:: Exercise requirements ::
Recast the listing below as a numbered list, omitting blank lines, covering everything from the line containing "Outline the white" down to the line containing "Outline the palm", with both of those lines included.

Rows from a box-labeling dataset
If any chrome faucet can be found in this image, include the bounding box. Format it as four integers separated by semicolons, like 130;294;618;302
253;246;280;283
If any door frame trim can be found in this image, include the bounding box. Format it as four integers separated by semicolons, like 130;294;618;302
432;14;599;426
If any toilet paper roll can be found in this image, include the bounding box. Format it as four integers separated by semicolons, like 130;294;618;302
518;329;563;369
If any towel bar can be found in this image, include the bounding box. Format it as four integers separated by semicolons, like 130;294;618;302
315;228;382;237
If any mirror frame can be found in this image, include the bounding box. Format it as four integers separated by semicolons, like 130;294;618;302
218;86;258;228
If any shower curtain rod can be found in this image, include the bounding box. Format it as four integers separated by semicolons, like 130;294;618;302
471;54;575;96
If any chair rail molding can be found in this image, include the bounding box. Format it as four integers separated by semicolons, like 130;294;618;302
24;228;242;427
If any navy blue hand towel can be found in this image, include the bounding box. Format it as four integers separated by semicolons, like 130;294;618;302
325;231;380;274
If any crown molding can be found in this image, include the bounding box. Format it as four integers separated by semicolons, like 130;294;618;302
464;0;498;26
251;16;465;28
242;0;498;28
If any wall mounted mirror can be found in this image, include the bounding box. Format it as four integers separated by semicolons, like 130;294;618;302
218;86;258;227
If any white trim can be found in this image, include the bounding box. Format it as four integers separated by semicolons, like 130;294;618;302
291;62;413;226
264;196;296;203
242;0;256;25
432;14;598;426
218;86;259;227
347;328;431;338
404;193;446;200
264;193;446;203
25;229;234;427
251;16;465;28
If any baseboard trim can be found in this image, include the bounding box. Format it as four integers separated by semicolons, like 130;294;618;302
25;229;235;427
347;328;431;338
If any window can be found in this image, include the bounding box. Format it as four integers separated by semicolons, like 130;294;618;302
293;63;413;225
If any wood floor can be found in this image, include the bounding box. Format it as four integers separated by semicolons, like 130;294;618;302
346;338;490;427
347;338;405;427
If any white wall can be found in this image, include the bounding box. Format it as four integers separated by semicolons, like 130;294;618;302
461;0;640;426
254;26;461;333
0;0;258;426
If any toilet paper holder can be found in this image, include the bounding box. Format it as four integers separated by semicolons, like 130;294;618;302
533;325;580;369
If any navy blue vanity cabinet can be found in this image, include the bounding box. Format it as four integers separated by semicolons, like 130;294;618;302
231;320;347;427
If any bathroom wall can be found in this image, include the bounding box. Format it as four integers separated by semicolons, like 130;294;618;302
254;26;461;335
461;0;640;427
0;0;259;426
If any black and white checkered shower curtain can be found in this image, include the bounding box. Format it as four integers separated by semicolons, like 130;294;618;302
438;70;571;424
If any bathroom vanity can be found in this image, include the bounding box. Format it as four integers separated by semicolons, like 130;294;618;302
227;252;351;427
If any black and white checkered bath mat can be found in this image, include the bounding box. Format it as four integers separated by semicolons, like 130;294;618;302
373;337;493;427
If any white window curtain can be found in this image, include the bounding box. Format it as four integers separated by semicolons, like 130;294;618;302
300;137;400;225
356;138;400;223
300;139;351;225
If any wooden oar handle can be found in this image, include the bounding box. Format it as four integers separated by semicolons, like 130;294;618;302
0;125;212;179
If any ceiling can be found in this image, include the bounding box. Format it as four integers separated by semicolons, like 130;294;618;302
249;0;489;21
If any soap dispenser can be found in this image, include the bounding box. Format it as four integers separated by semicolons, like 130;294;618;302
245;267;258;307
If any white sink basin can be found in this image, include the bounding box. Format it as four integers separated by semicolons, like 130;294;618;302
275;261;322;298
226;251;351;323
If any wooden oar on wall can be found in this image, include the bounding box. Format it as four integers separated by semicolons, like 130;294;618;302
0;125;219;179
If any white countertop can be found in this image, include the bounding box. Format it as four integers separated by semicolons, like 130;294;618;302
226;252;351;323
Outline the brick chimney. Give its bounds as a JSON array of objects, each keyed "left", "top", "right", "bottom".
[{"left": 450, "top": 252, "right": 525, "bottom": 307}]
---
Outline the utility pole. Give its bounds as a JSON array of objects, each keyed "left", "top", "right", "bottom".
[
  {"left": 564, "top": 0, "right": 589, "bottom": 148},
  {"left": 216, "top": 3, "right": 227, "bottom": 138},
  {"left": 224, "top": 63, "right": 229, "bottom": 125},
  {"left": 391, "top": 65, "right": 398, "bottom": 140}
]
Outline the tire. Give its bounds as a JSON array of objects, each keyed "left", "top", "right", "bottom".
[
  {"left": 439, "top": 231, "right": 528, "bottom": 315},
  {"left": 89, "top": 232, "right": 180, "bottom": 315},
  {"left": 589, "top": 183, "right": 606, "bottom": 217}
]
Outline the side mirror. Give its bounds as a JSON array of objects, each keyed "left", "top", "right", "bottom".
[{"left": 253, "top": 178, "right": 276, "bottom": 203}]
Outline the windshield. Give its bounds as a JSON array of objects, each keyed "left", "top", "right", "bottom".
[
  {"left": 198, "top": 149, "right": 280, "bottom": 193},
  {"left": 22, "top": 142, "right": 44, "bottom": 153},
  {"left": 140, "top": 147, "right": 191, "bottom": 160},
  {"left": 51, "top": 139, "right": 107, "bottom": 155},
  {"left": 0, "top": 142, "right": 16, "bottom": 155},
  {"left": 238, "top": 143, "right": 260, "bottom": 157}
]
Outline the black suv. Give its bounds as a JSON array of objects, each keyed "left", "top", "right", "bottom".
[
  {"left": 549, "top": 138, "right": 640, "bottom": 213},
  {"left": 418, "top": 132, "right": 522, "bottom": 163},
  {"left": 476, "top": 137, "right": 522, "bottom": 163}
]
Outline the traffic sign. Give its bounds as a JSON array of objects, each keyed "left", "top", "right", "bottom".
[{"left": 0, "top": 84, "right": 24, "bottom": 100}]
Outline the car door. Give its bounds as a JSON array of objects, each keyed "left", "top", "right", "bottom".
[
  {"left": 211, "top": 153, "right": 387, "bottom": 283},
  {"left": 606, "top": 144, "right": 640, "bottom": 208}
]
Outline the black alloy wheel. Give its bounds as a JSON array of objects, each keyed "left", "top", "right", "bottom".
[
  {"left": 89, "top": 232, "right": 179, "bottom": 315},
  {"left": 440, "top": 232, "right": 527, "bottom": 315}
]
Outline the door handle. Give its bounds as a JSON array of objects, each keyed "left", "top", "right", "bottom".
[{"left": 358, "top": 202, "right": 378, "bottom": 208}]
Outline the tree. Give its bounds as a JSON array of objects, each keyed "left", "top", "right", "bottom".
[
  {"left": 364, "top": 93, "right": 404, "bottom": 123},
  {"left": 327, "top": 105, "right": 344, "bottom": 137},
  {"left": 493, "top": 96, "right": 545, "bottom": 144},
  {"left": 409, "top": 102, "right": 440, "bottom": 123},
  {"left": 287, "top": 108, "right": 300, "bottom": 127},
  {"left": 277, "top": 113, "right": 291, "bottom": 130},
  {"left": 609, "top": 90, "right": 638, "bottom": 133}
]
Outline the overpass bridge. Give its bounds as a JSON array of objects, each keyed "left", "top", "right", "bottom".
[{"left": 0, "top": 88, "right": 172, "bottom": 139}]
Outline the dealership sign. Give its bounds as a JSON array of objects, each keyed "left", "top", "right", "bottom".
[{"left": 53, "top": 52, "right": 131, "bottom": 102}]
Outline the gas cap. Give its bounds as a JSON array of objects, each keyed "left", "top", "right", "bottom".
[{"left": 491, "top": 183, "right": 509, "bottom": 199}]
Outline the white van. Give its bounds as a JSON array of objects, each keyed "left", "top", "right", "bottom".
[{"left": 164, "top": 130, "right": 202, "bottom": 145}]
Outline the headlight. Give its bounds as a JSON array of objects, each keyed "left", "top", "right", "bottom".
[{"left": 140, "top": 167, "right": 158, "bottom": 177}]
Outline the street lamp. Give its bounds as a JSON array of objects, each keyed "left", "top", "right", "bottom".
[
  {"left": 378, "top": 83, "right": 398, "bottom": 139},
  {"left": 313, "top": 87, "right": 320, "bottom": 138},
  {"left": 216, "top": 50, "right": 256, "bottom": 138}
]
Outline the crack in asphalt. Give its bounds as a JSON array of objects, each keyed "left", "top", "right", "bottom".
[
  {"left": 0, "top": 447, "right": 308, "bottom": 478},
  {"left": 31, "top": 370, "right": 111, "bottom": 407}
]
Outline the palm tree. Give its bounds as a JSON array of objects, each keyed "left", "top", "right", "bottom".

:: Complete response ::
1. Outline the white van. Give its bounds as a JSON array of objects, each keyed "left", "top", "right", "bottom".
2. [{"left": 164, "top": 130, "right": 202, "bottom": 145}]
3. Outline the headlight. Give its bounds as a JSON array of objects, each keyed "left", "top", "right", "bottom".
4. [{"left": 140, "top": 167, "right": 158, "bottom": 177}]
5. Outline the street lamp. Give its bounds as a JSON array of objects, each keyed "left", "top", "right", "bottom".
6. [
7.   {"left": 378, "top": 83, "right": 398, "bottom": 139},
8.   {"left": 313, "top": 87, "right": 320, "bottom": 138},
9.   {"left": 216, "top": 50, "right": 256, "bottom": 138}
10. ]
11. Outline the crack in asphalt. Give its bounds as a JSON array of objects, each keyed "left", "top", "right", "bottom".
12. [
13.   {"left": 0, "top": 447, "right": 308, "bottom": 478},
14.   {"left": 31, "top": 370, "right": 111, "bottom": 407}
15. ]
16. Outline the palm tree. Give its bounds as a JSON array of objects, each keyed "left", "top", "right", "bottom".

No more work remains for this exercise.